[Records excerpted from a collection]
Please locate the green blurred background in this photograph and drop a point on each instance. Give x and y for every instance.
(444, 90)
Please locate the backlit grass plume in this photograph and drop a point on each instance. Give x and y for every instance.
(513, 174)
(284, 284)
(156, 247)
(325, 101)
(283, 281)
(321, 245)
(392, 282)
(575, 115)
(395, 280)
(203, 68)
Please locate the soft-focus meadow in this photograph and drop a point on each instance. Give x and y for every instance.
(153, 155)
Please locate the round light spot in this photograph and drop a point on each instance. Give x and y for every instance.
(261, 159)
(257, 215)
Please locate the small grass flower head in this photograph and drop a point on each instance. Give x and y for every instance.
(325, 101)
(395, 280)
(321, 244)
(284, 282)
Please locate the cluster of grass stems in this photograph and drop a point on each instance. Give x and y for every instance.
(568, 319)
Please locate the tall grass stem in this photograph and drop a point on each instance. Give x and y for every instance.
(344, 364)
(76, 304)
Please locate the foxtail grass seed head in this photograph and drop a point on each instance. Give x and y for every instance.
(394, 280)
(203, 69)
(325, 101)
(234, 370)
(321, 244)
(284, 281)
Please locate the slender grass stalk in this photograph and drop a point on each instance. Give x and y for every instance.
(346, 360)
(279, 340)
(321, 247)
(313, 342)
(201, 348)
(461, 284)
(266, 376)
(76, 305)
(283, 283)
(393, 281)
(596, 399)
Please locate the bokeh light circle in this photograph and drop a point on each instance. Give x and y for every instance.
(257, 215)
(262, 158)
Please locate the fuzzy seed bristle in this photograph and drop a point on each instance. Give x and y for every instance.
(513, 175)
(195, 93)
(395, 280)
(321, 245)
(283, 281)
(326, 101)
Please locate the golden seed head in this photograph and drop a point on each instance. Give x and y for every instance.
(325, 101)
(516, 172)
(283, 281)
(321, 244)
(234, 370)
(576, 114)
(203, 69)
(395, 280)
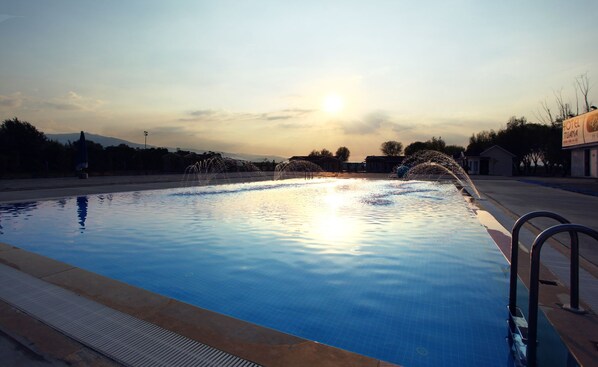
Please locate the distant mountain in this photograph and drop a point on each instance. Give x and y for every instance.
(107, 141)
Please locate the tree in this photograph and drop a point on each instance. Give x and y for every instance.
(21, 147)
(391, 148)
(342, 154)
(582, 83)
(321, 153)
(415, 147)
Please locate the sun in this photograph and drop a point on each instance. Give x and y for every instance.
(333, 103)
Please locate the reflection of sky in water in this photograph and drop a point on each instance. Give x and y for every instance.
(376, 267)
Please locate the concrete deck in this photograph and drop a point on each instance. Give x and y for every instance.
(504, 199)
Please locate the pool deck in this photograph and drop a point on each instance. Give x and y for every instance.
(26, 341)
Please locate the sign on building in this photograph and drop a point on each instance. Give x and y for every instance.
(580, 130)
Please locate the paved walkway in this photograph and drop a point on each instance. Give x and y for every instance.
(508, 199)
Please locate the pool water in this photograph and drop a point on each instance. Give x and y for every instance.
(400, 271)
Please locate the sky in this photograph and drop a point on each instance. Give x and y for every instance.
(286, 77)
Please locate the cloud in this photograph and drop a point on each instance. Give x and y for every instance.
(4, 17)
(14, 100)
(73, 102)
(369, 124)
(209, 115)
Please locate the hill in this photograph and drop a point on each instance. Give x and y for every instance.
(107, 141)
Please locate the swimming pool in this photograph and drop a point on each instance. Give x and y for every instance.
(400, 271)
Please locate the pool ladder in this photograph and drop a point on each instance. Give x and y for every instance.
(522, 331)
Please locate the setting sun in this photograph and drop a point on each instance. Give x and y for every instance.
(333, 103)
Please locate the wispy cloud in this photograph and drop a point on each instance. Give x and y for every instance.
(369, 124)
(73, 101)
(5, 17)
(209, 115)
(14, 100)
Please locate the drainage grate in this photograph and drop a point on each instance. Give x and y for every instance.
(122, 337)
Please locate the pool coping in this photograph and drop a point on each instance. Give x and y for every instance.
(243, 339)
(577, 332)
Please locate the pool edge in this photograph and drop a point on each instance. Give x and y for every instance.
(577, 332)
(243, 339)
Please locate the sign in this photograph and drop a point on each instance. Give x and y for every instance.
(582, 129)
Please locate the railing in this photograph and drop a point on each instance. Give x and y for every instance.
(574, 271)
(527, 332)
(535, 278)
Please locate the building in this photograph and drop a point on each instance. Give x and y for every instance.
(580, 136)
(328, 164)
(496, 161)
(382, 163)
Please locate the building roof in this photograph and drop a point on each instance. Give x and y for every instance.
(495, 147)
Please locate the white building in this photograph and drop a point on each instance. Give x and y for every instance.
(580, 135)
(495, 161)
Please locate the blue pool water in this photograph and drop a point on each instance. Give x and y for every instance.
(400, 271)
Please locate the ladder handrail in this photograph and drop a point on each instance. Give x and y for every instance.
(535, 278)
(515, 257)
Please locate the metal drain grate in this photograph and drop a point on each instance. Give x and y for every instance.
(122, 337)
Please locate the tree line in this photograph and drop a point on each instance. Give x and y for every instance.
(27, 152)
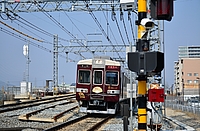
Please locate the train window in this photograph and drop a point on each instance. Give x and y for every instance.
(98, 77)
(84, 76)
(111, 77)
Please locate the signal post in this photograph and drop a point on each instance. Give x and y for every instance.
(145, 62)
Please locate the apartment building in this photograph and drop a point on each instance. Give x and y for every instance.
(187, 71)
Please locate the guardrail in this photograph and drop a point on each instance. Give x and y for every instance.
(177, 104)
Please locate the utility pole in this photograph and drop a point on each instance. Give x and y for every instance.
(55, 64)
(142, 45)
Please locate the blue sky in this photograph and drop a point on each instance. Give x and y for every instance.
(183, 30)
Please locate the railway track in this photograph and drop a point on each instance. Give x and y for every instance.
(31, 103)
(87, 122)
(51, 113)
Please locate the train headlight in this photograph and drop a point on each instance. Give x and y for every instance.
(113, 91)
(97, 89)
(84, 90)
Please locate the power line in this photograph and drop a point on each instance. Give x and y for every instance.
(30, 42)
(100, 27)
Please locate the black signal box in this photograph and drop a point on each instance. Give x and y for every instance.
(146, 63)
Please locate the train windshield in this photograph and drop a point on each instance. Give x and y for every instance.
(98, 77)
(111, 77)
(84, 76)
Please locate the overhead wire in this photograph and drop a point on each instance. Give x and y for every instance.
(124, 25)
(44, 41)
(30, 42)
(100, 27)
(21, 32)
(63, 28)
(74, 24)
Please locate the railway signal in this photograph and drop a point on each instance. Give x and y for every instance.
(143, 61)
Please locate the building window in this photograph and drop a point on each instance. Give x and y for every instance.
(189, 81)
(189, 74)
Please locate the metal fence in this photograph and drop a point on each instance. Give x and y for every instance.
(178, 103)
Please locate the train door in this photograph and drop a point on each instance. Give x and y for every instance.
(97, 88)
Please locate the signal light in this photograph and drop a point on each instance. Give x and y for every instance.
(162, 9)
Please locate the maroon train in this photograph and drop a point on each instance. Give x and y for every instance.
(98, 85)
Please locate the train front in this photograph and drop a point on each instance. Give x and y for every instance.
(98, 85)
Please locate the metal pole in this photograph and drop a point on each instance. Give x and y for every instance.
(55, 63)
(131, 95)
(142, 79)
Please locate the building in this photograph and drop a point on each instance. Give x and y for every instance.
(187, 71)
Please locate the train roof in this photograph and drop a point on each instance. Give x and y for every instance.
(107, 62)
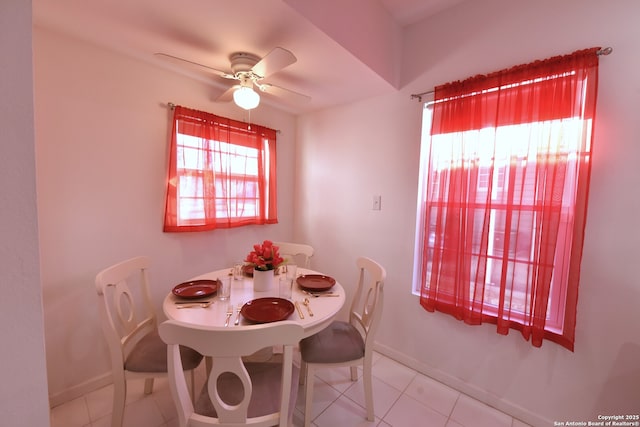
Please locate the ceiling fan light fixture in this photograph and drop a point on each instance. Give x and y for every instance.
(245, 97)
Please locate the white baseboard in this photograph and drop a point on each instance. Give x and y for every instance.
(466, 388)
(80, 390)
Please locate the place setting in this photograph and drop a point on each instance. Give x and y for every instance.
(192, 294)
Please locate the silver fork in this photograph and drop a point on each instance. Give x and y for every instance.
(229, 314)
(237, 322)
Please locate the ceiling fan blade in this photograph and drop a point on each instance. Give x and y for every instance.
(273, 62)
(285, 94)
(194, 65)
(227, 95)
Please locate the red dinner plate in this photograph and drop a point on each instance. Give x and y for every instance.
(247, 270)
(265, 310)
(316, 282)
(196, 288)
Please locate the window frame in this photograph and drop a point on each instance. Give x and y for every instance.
(229, 162)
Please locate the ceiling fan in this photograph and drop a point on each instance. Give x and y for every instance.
(249, 70)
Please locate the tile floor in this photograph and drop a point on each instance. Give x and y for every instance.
(402, 398)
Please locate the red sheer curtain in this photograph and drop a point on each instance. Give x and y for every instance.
(222, 173)
(506, 196)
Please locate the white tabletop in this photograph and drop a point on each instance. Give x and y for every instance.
(324, 308)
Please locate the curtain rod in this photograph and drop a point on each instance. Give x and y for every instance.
(171, 106)
(603, 51)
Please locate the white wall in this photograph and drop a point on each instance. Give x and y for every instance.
(101, 146)
(23, 389)
(348, 154)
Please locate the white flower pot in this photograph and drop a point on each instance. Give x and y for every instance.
(263, 280)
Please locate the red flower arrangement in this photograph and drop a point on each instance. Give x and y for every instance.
(265, 256)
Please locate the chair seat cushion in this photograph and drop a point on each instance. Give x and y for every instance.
(150, 355)
(339, 342)
(265, 399)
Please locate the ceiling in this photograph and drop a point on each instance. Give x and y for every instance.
(336, 60)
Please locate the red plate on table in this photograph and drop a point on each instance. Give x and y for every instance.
(247, 270)
(265, 310)
(316, 282)
(196, 288)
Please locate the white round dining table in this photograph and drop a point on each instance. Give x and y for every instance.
(324, 308)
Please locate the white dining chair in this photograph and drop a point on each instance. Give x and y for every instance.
(293, 252)
(236, 393)
(348, 343)
(130, 328)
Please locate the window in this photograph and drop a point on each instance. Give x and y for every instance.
(221, 174)
(505, 166)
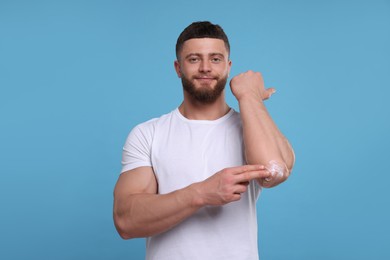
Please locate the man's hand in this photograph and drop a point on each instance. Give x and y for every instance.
(250, 84)
(228, 184)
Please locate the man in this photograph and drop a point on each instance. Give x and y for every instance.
(191, 178)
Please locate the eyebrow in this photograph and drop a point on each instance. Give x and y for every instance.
(200, 54)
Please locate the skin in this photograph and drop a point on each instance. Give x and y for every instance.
(139, 211)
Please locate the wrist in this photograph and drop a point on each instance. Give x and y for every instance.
(197, 201)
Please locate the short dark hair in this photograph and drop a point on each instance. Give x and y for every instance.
(201, 30)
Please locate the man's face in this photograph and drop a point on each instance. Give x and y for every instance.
(203, 67)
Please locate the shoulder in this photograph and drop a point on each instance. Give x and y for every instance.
(148, 128)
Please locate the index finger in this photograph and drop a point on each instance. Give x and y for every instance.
(246, 168)
(252, 175)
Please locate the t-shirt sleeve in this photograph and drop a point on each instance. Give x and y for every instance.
(137, 148)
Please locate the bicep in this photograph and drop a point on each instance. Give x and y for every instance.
(138, 180)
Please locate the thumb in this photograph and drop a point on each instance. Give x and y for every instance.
(268, 93)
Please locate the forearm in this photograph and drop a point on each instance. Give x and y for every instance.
(143, 215)
(262, 138)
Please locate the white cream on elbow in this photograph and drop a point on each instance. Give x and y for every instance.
(278, 170)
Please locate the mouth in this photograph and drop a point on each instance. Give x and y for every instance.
(205, 79)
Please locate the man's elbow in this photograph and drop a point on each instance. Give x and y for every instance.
(124, 228)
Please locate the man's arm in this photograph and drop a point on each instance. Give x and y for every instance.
(264, 143)
(140, 212)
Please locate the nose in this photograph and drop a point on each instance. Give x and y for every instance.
(205, 66)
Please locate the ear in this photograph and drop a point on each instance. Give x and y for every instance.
(177, 68)
(229, 67)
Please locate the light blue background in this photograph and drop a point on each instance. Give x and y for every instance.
(76, 76)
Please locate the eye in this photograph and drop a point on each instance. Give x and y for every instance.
(216, 60)
(193, 59)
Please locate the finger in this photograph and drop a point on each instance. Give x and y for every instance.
(252, 175)
(245, 168)
(268, 93)
(240, 189)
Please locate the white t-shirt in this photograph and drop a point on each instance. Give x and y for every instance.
(181, 152)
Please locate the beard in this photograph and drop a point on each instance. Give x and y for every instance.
(204, 94)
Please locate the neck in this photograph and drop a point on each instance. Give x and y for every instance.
(196, 110)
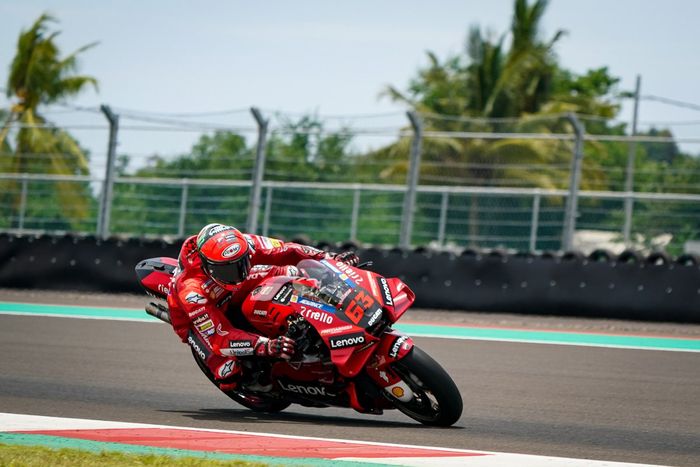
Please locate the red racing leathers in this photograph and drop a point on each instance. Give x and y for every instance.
(198, 306)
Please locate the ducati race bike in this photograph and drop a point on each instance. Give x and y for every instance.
(347, 354)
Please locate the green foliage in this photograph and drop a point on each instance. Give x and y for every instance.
(39, 75)
(37, 456)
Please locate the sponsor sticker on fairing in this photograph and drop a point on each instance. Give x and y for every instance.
(220, 228)
(226, 369)
(195, 312)
(377, 314)
(205, 326)
(386, 291)
(239, 344)
(195, 298)
(201, 319)
(336, 330)
(283, 295)
(317, 305)
(303, 389)
(238, 349)
(396, 346)
(198, 346)
(347, 340)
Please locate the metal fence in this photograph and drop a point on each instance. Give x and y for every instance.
(526, 219)
(430, 180)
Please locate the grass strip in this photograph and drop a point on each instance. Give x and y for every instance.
(33, 450)
(39, 456)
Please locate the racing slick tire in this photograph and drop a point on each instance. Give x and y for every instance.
(436, 400)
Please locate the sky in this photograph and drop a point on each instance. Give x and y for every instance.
(334, 58)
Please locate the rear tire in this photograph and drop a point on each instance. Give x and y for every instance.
(254, 402)
(437, 400)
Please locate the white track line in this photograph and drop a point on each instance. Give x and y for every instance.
(17, 422)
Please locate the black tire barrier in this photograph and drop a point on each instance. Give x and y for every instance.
(630, 256)
(688, 259)
(469, 280)
(601, 255)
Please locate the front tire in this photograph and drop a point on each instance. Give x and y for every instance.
(436, 400)
(254, 402)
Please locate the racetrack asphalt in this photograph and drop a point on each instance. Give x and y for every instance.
(582, 402)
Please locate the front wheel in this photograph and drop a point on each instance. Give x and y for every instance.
(436, 400)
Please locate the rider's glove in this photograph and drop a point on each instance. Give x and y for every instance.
(347, 257)
(281, 347)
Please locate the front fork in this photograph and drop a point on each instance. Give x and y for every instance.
(392, 348)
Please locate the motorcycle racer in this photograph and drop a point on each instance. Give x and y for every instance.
(218, 268)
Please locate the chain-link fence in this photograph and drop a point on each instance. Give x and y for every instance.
(539, 183)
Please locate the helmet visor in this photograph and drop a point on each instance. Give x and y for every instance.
(229, 273)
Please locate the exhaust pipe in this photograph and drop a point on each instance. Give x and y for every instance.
(159, 311)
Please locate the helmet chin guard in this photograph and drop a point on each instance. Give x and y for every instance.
(225, 254)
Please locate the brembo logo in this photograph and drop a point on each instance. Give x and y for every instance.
(306, 390)
(347, 340)
(195, 345)
(386, 292)
(394, 352)
(377, 314)
(349, 271)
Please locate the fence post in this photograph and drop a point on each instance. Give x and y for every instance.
(443, 217)
(412, 181)
(266, 215)
(258, 170)
(23, 202)
(355, 213)
(535, 220)
(575, 180)
(183, 208)
(629, 176)
(107, 188)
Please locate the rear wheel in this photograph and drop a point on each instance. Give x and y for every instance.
(436, 400)
(256, 403)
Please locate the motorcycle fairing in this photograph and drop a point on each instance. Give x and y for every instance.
(154, 275)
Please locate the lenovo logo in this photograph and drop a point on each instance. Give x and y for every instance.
(306, 390)
(347, 340)
(386, 292)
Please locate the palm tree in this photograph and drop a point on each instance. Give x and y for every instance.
(489, 81)
(40, 76)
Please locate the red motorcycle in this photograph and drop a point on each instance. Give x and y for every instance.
(347, 354)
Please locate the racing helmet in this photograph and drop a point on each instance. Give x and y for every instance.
(225, 253)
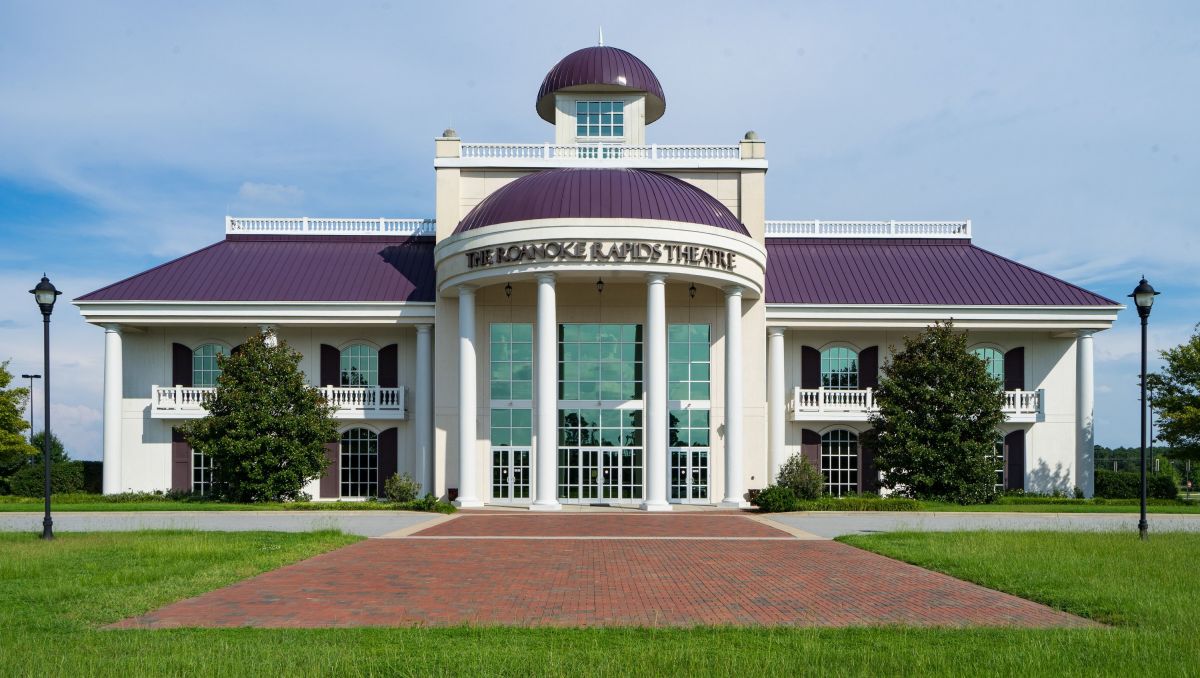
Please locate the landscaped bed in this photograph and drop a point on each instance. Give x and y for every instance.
(54, 598)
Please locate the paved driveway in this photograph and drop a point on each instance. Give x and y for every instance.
(600, 570)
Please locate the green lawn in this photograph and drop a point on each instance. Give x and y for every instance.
(54, 597)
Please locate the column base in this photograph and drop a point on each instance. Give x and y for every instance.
(655, 507)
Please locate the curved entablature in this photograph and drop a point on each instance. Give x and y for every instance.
(616, 250)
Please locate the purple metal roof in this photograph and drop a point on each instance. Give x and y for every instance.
(600, 193)
(601, 66)
(281, 268)
(909, 271)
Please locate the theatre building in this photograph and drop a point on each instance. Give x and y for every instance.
(593, 318)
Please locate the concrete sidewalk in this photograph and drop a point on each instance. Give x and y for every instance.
(364, 523)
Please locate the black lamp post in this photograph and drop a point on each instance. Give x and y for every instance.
(1144, 298)
(46, 295)
(30, 377)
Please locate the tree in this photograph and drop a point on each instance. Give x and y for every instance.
(15, 451)
(267, 429)
(937, 421)
(1176, 399)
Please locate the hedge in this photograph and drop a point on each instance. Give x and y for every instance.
(1127, 485)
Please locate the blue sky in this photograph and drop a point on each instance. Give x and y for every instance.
(1067, 131)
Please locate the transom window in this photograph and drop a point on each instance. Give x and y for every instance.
(204, 365)
(688, 363)
(839, 367)
(995, 361)
(511, 346)
(839, 461)
(599, 363)
(359, 463)
(599, 119)
(360, 366)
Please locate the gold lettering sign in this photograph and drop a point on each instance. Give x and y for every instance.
(601, 251)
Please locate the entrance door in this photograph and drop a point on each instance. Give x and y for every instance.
(510, 474)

> [GIVEN EXERCISE]
Return the lines from the line containing "Please locate the concrete sidewalk" to the end of the entries above, exactly as they appear and with no other output.

> [RESPONSE]
Please locate the concrete sidewalk in this photograph and drop a point on each instance. Give x and y for every instance.
(364, 523)
Please locate the black lamp post in this photograph and drop a point on each instance. Give x and y for every instance.
(1144, 298)
(46, 295)
(30, 377)
Please locate the tree in this photograph and drop a point on each instance. Give x and y for every instance.
(15, 451)
(267, 429)
(937, 421)
(1176, 399)
Please locate the hedge in this photograph and drop a point on each instance. Give x and y for every instance.
(1127, 485)
Please locate the blue sky in this photograph and drop a point on each instance. Give x and y for every instance.
(1067, 131)
Please locate the transom window in this photograph and drop a point on each instance. Give x and y for every instance.
(204, 365)
(688, 363)
(839, 367)
(995, 361)
(511, 346)
(839, 461)
(599, 363)
(359, 463)
(599, 119)
(360, 366)
Please locate the gold lettering sign in this photograph and drop a point on each instance. Give x and y for every instance.
(601, 251)
Please locate the entrance door in this photograph and drop a point on each instance. Give x and y for every instance.
(510, 474)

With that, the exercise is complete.